• **TASK DESCRIPTION**:
Below are some records; retype all of them exactly.

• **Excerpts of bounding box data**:
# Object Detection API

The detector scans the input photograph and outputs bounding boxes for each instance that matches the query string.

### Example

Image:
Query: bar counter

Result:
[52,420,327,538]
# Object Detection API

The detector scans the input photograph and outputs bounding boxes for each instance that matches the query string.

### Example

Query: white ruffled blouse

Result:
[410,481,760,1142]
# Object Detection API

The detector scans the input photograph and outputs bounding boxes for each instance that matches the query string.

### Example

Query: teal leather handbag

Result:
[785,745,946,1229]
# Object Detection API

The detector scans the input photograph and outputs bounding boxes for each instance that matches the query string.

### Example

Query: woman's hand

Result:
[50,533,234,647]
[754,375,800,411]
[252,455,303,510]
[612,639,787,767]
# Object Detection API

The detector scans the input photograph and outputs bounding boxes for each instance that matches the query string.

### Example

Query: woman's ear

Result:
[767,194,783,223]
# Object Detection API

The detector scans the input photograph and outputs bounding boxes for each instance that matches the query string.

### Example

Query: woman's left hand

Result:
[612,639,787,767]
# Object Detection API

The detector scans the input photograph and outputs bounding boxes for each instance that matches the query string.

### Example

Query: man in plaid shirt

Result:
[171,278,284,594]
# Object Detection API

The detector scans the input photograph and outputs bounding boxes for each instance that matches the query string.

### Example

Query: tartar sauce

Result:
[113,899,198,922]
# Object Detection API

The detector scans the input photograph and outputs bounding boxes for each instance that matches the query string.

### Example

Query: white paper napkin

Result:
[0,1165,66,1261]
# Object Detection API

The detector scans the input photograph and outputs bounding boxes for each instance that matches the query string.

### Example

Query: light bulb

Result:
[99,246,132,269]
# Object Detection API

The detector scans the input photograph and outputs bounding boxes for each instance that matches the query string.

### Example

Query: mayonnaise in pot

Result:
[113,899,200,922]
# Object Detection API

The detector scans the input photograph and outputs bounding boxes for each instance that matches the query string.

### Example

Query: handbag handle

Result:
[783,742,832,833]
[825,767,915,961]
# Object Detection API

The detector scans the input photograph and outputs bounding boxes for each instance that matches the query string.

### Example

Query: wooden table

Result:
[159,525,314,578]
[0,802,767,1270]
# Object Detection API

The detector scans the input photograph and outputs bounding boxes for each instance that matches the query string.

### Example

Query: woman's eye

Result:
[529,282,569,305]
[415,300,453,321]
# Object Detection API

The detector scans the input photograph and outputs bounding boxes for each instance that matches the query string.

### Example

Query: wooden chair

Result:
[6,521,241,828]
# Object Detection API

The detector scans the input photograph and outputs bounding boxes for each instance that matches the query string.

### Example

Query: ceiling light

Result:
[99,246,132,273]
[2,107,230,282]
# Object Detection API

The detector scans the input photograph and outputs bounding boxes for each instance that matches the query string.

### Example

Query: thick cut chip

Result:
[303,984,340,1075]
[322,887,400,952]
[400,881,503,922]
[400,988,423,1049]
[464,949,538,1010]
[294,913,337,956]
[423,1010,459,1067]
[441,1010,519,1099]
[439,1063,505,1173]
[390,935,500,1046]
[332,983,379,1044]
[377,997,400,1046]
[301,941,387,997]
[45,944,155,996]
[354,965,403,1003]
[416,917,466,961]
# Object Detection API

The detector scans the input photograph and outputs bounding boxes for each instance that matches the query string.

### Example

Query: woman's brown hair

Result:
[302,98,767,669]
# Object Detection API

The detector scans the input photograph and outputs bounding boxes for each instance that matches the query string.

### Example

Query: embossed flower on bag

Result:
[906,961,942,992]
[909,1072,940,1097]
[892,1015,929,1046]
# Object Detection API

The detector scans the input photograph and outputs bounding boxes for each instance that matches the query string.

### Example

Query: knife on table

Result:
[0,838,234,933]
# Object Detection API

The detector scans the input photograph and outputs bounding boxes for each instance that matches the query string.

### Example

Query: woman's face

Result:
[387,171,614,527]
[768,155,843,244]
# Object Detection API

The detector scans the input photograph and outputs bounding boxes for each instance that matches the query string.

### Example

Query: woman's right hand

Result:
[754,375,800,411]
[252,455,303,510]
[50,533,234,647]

• **SOLUTION TO THIS PROBLEM**:
# Object Detection API

The detector scans the input photograph and outputs bounding boxes for each instance that matches the query string.

### Example

Image:
Query: bar counter

Result:
[52,420,327,538]
# Object Detection API

The detector scans the input photograph and outputs bounding boxes for each instance that matches the query string.

### Example

Query: white ruffled blouse

Result:
[410,481,760,1142]
# Object Detection API

The detector scans the input photograph and outputs bounding boxes for each instance that matches the query string.

### Example

Query: teal leather handbag

Result:
[785,745,946,1229]
# Object Detection API

The detector scans the input photograph and outputs bounding boxes for each instance that matches the query string.

### Example

Query: woman's hand

Result:
[50,533,234,647]
[754,375,800,411]
[252,455,303,510]
[612,639,787,767]
# Object Detection API

The detector scans the input photograph and outputs bounding boxes for each instance that matches the query string.

### Example

Query: woman's ear

Result:
[767,194,783,223]
# Object Detection API

The detector scans the input photograph and outputs bounding boxes for each instance that matches the query string.

### Example

Query: woman's left hand

Result:
[612,639,787,767]
# Object Detection API

The detector scans the input photograph and outputs bounding boxes for each instance that matches the query string.

### Example

Query: man in plaid shirt

Result:
[171,278,284,594]
# Object Detection API

The detector scans the input photograph and outputs bounding boxes for each instance that matches the query string.

### Example

Query: tartar sauce

Result:
[113,899,198,922]
# Object Detection API

The detector scans the input photograph and outputs bounding boxes for each instance that matches the query string.

### Example

Query: white paper napkin

Result:
[0,1165,66,1261]
# Object Detection API

The detector scans the input photograph and outputs bounding boxes for each instance that matches the query string.

### Example

Query: light bulb

Result:
[99,246,132,269]
# Object Detection API

The detector scans the input photograph and outputs bounding boxes for each instance that matches the query string.

### Example

Query: mayonnaise in pot

Result:
[113,899,200,922]
# Object Detection API

The detector scans the input photograph and outputs bounding boxes for each instance that matches the query string.

### Example

Query: handbag handle

Result:
[783,742,832,833]
[825,767,915,961]
# Object Detection API

The detector scans the input photograph and outputs bounding boxes for each instance that matches the query string.

### Example

Query: wooden table

Result:
[159,525,314,578]
[0,802,767,1270]
# Object Detection API

The detector scans the input photograph and outputs bounding boxes for each instance that matches the query string.

### Example

Query: woman's eye

Result:
[529,282,569,305]
[415,300,453,321]
# Object Detection API

The detector scans the input photograph and outputs bounding boxes for each instance that matches the query string.

### Example

Query: wooden chair

Result:
[6,521,241,828]
# Object Detection API

The detector scans the input photograph and outputs bounding boxes for each instance that matches the query string.

### Example

Query: ceiling light

Result:
[99,246,132,273]
[2,107,230,282]
# Object Detection API

The detector scans the input photograph and outputs bounding boxes for each instance that matches the query string.

### Example

Query: thick cut chip

Result:
[303,984,340,1075]
[322,887,400,952]
[400,881,503,922]
[400,988,423,1049]
[464,949,538,1010]
[294,913,337,956]
[423,1010,459,1067]
[441,1010,519,1099]
[439,1063,505,1173]
[390,935,500,1046]
[332,983,379,1044]
[377,997,400,1046]
[301,941,387,997]
[45,944,155,996]
[354,965,403,1003]
[416,917,466,961]
# Object Detection API

The detector scans the input photograph and outputs bounding boxes for each instance that matches the query string.

### Example

Query: woman's brown hair

Result:
[302,98,767,669]
# Object Detection API

The detector scans the input photograph and outputs bounding boxes for each instance that matches the query string.

### Example

Query: embossed flower on bag

Result:
[906,961,942,992]
[909,1072,940,1097]
[892,1015,929,1046]
# Object Detection API

The detector scans the input photograph and outputs bounding boxes for each instance that matches the query string.

### Example

Query: knife on table

Result:
[0,838,234,933]
# Object Detection API

The detector scans the input photograph and outputs bounding boxes for each instance that matches the query string.

### Example

Query: woman's face

Result:
[387,171,614,527]
[768,155,843,244]
# Object Detection API

The detector scans the input photograph and outputs bounding boxes for each instance that matches the query string.

### Example

Query: woman's right hand

Result:
[754,375,800,411]
[252,455,303,510]
[50,533,234,647]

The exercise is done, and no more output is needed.